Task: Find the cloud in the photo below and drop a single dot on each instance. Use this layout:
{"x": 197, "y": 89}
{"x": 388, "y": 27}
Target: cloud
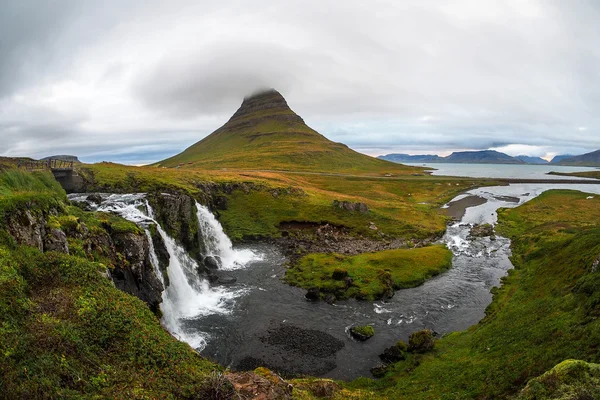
{"x": 133, "y": 81}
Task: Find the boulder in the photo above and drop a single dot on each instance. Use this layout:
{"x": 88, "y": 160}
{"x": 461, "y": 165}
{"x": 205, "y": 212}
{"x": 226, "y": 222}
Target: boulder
{"x": 351, "y": 206}
{"x": 313, "y": 294}
{"x": 362, "y": 333}
{"x": 56, "y": 240}
{"x": 379, "y": 371}
{"x": 227, "y": 280}
{"x": 421, "y": 341}
{"x": 94, "y": 198}
{"x": 394, "y": 353}
{"x": 212, "y": 262}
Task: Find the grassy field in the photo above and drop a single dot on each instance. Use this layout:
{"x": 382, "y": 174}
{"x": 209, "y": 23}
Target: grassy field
{"x": 545, "y": 312}
{"x": 373, "y": 274}
{"x": 258, "y": 202}
{"x": 585, "y": 174}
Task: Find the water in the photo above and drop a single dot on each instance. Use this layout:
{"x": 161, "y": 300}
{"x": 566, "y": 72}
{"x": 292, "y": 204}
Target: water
{"x": 506, "y": 171}
{"x": 229, "y": 324}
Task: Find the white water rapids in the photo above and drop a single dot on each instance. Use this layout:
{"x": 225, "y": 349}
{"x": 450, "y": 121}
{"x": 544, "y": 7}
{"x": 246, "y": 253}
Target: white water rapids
{"x": 188, "y": 295}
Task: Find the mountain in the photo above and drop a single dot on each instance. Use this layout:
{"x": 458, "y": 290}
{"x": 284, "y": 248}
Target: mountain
{"x": 264, "y": 133}
{"x": 532, "y": 160}
{"x": 62, "y": 157}
{"x": 401, "y": 158}
{"x": 588, "y": 159}
{"x": 560, "y": 157}
{"x": 482, "y": 157}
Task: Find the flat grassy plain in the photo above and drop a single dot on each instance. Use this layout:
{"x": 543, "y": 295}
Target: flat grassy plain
{"x": 545, "y": 312}
{"x": 258, "y": 202}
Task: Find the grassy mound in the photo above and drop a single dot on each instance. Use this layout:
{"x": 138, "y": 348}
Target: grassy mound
{"x": 371, "y": 275}
{"x": 546, "y": 311}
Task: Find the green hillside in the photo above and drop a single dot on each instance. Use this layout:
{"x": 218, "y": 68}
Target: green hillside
{"x": 266, "y": 134}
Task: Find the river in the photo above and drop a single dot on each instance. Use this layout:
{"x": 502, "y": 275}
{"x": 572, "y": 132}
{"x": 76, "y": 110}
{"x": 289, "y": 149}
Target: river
{"x": 259, "y": 320}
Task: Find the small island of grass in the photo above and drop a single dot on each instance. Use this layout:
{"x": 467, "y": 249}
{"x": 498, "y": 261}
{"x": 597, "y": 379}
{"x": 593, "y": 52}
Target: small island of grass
{"x": 369, "y": 276}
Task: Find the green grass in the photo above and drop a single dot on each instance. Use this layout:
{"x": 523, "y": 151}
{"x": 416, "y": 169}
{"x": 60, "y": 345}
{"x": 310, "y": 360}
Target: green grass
{"x": 258, "y": 202}
{"x": 545, "y": 312}
{"x": 372, "y": 274}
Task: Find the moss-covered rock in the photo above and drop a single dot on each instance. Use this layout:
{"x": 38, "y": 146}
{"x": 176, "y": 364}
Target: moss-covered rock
{"x": 571, "y": 379}
{"x": 362, "y": 333}
{"x": 421, "y": 341}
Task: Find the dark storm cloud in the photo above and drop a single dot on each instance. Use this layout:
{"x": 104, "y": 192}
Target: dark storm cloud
{"x": 132, "y": 80}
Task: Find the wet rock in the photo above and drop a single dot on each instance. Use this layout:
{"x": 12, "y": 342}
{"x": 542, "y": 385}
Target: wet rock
{"x": 221, "y": 202}
{"x": 351, "y": 206}
{"x": 362, "y": 333}
{"x": 330, "y": 298}
{"x": 313, "y": 294}
{"x": 379, "y": 371}
{"x": 212, "y": 277}
{"x": 212, "y": 262}
{"x": 56, "y": 240}
{"x": 482, "y": 230}
{"x": 137, "y": 276}
{"x": 339, "y": 274}
{"x": 176, "y": 213}
{"x": 94, "y": 198}
{"x": 394, "y": 353}
{"x": 421, "y": 341}
{"x": 27, "y": 227}
{"x": 264, "y": 385}
{"x": 227, "y": 280}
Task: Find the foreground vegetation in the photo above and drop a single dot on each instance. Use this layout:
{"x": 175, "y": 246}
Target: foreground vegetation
{"x": 545, "y": 312}
{"x": 369, "y": 276}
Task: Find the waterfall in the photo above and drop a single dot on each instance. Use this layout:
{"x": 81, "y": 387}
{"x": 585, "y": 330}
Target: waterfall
{"x": 188, "y": 295}
{"x": 218, "y": 244}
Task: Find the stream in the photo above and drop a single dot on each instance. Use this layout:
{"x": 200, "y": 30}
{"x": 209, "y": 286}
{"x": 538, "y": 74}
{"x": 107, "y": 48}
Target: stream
{"x": 259, "y": 320}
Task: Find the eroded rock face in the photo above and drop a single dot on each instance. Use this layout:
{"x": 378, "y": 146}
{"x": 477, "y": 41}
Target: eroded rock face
{"x": 27, "y": 227}
{"x": 176, "y": 213}
{"x": 351, "y": 206}
{"x": 137, "y": 276}
{"x": 56, "y": 240}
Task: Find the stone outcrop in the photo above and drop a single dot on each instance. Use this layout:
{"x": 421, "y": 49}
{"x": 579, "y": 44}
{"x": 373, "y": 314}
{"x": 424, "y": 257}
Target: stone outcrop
{"x": 176, "y": 213}
{"x": 351, "y": 206}
{"x": 136, "y": 276}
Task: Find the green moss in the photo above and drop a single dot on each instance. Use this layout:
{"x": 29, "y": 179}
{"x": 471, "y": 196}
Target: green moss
{"x": 365, "y": 330}
{"x": 372, "y": 275}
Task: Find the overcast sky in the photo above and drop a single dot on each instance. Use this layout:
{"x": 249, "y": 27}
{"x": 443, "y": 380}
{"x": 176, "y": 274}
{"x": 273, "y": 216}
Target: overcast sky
{"x": 137, "y": 81}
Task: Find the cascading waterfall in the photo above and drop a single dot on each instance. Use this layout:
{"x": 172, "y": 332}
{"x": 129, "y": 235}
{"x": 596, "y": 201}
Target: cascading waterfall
{"x": 218, "y": 244}
{"x": 188, "y": 296}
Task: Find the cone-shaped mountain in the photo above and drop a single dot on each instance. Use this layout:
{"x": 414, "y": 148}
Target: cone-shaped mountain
{"x": 264, "y": 133}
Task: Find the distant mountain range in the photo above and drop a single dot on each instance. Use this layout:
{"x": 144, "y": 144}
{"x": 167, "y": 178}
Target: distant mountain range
{"x": 589, "y": 159}
{"x": 495, "y": 157}
{"x": 461, "y": 157}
========
→ **TRY IT**:
Copy the listing verbatim, omitting images.

→ **TASK OUTPUT**:
Task: Find the cloud in the photo below and drop a single dot on each instance. Use this layout:
{"x": 197, "y": 89}
{"x": 388, "y": 27}
Target: cloud
{"x": 133, "y": 81}
Task: Find the boulder in the photo above and drop a single dot on each instance. Use this layout:
{"x": 88, "y": 160}
{"x": 461, "y": 165}
{"x": 205, "y": 212}
{"x": 226, "y": 222}
Target: boulder
{"x": 351, "y": 206}
{"x": 313, "y": 294}
{"x": 362, "y": 333}
{"x": 56, "y": 240}
{"x": 379, "y": 371}
{"x": 227, "y": 280}
{"x": 421, "y": 341}
{"x": 94, "y": 198}
{"x": 394, "y": 353}
{"x": 212, "y": 262}
Task: Find the grassy field in the photo above and drop a single dot on each instance. Use this layout:
{"x": 382, "y": 174}
{"x": 209, "y": 23}
Target: grassy field
{"x": 545, "y": 312}
{"x": 373, "y": 274}
{"x": 258, "y": 202}
{"x": 585, "y": 174}
Task: Find the water in the photo above and drop a single dot on each instance. Use this layout:
{"x": 161, "y": 300}
{"x": 566, "y": 72}
{"x": 292, "y": 204}
Target: water
{"x": 506, "y": 171}
{"x": 229, "y": 324}
Task: Find the white water rapids in the photo above and drop a single dot on each instance. Use this layout:
{"x": 225, "y": 349}
{"x": 450, "y": 121}
{"x": 544, "y": 7}
{"x": 246, "y": 253}
Target: white water rapids
{"x": 188, "y": 295}
Task: Find the mountain in the photo above and drop a single dot on each instance. Use this layout:
{"x": 458, "y": 290}
{"x": 284, "y": 248}
Target: mountain
{"x": 264, "y": 133}
{"x": 532, "y": 160}
{"x": 62, "y": 157}
{"x": 401, "y": 158}
{"x": 588, "y": 159}
{"x": 560, "y": 157}
{"x": 482, "y": 157}
Task: Find the flat grassy plain in the photo above and drop a single dot on each instance. Use this layout:
{"x": 543, "y": 295}
Target: flat grassy plain
{"x": 545, "y": 312}
{"x": 258, "y": 202}
Task: Find the grassy mound in the photo above and drop a single dot on each instance. Use this layout:
{"x": 138, "y": 348}
Target: grassy mound
{"x": 371, "y": 275}
{"x": 546, "y": 311}
Task: Find the green hillside in the photo above and drop a single dot on each instance. Use this layout:
{"x": 218, "y": 68}
Target: green hillside
{"x": 266, "y": 134}
Task: Find the river in the photo above and drop a single dot on each instance. Use this layout:
{"x": 502, "y": 275}
{"x": 572, "y": 132}
{"x": 76, "y": 110}
{"x": 289, "y": 149}
Target: river
{"x": 259, "y": 320}
Task: Find the small island of grass in the photo above and drop a single dot on each instance. Use this layout:
{"x": 467, "y": 249}
{"x": 498, "y": 261}
{"x": 597, "y": 379}
{"x": 593, "y": 52}
Target: small island of grass
{"x": 369, "y": 276}
Task: Find the green grass in the photo above and drop a single dot on each instance. Use this layout:
{"x": 523, "y": 151}
{"x": 416, "y": 169}
{"x": 60, "y": 345}
{"x": 310, "y": 360}
Target: green grass
{"x": 258, "y": 202}
{"x": 545, "y": 312}
{"x": 372, "y": 274}
Task: Find the moss-covered rock in the photo above and drop a single dot on each instance. Use this layout:
{"x": 38, "y": 146}
{"x": 176, "y": 364}
Target: moss-covered rock
{"x": 571, "y": 379}
{"x": 362, "y": 333}
{"x": 421, "y": 341}
Task: Find the dark storm cloud in the photo above and drop a single dot on each instance. Use this layout:
{"x": 104, "y": 192}
Target: dark storm cloud
{"x": 132, "y": 80}
Task: Find the wet rock in the photo above and drop a single dot on each instance. Use this layout:
{"x": 12, "y": 342}
{"x": 542, "y": 385}
Target: wet rock
{"x": 221, "y": 202}
{"x": 351, "y": 206}
{"x": 362, "y": 333}
{"x": 330, "y": 298}
{"x": 313, "y": 294}
{"x": 379, "y": 371}
{"x": 212, "y": 277}
{"x": 212, "y": 262}
{"x": 56, "y": 240}
{"x": 482, "y": 230}
{"x": 137, "y": 276}
{"x": 339, "y": 274}
{"x": 176, "y": 213}
{"x": 94, "y": 198}
{"x": 394, "y": 353}
{"x": 421, "y": 341}
{"x": 27, "y": 227}
{"x": 264, "y": 385}
{"x": 227, "y": 280}
Task: Find the foreground vegetation in the photo above and drop a single dot on each instance. Use this layout:
{"x": 175, "y": 246}
Target: foreground vegetation
{"x": 545, "y": 312}
{"x": 369, "y": 276}
Task: Find the waterfall in the photo above and drop a single dot on each instance. Use this layout:
{"x": 81, "y": 387}
{"x": 585, "y": 330}
Target: waterfall
{"x": 188, "y": 295}
{"x": 218, "y": 244}
Task: Find the stream in the photo above and drop a single dot on each instance. Use this layout:
{"x": 200, "y": 30}
{"x": 209, "y": 286}
{"x": 538, "y": 74}
{"x": 107, "y": 48}
Target: stream
{"x": 259, "y": 320}
Task: Find the eroded rock face in the photo above and drop a single dot on each instance. Use this layout:
{"x": 378, "y": 146}
{"x": 477, "y": 41}
Target: eroded rock face
{"x": 27, "y": 227}
{"x": 176, "y": 213}
{"x": 351, "y": 206}
{"x": 137, "y": 276}
{"x": 56, "y": 240}
Task: Find the stone outcrop in the photo above and drop a single dot on each instance. Use this layout:
{"x": 421, "y": 49}
{"x": 579, "y": 44}
{"x": 373, "y": 314}
{"x": 424, "y": 257}
Target: stone outcrop
{"x": 176, "y": 213}
{"x": 351, "y": 206}
{"x": 136, "y": 276}
Task: Find the green moss in the photo above and drop a single dot on each instance. Use this layout:
{"x": 29, "y": 179}
{"x": 471, "y": 196}
Target: green moss
{"x": 365, "y": 330}
{"x": 372, "y": 275}
Task: Find the overcast sky in the photo above and drop a single dot on each instance. Use this layout:
{"x": 249, "y": 27}
{"x": 443, "y": 380}
{"x": 176, "y": 274}
{"x": 273, "y": 216}
Target: overcast sky
{"x": 137, "y": 81}
Task: Find the cascading waterfall in the photo above and drop a single dot on each instance. Use this layout:
{"x": 172, "y": 332}
{"x": 129, "y": 235}
{"x": 596, "y": 201}
Target: cascading waterfall
{"x": 218, "y": 244}
{"x": 188, "y": 296}
Task: Find the cone-shaped mountain in the photo above and drop a single dot on each instance. Use this layout:
{"x": 414, "y": 148}
Target: cone-shaped mountain
{"x": 264, "y": 133}
Task: Find the distant mountain range in the photo above and drop a single dot on each instance. Use this layout:
{"x": 144, "y": 144}
{"x": 167, "y": 178}
Target: distant mountain range
{"x": 589, "y": 159}
{"x": 495, "y": 157}
{"x": 461, "y": 157}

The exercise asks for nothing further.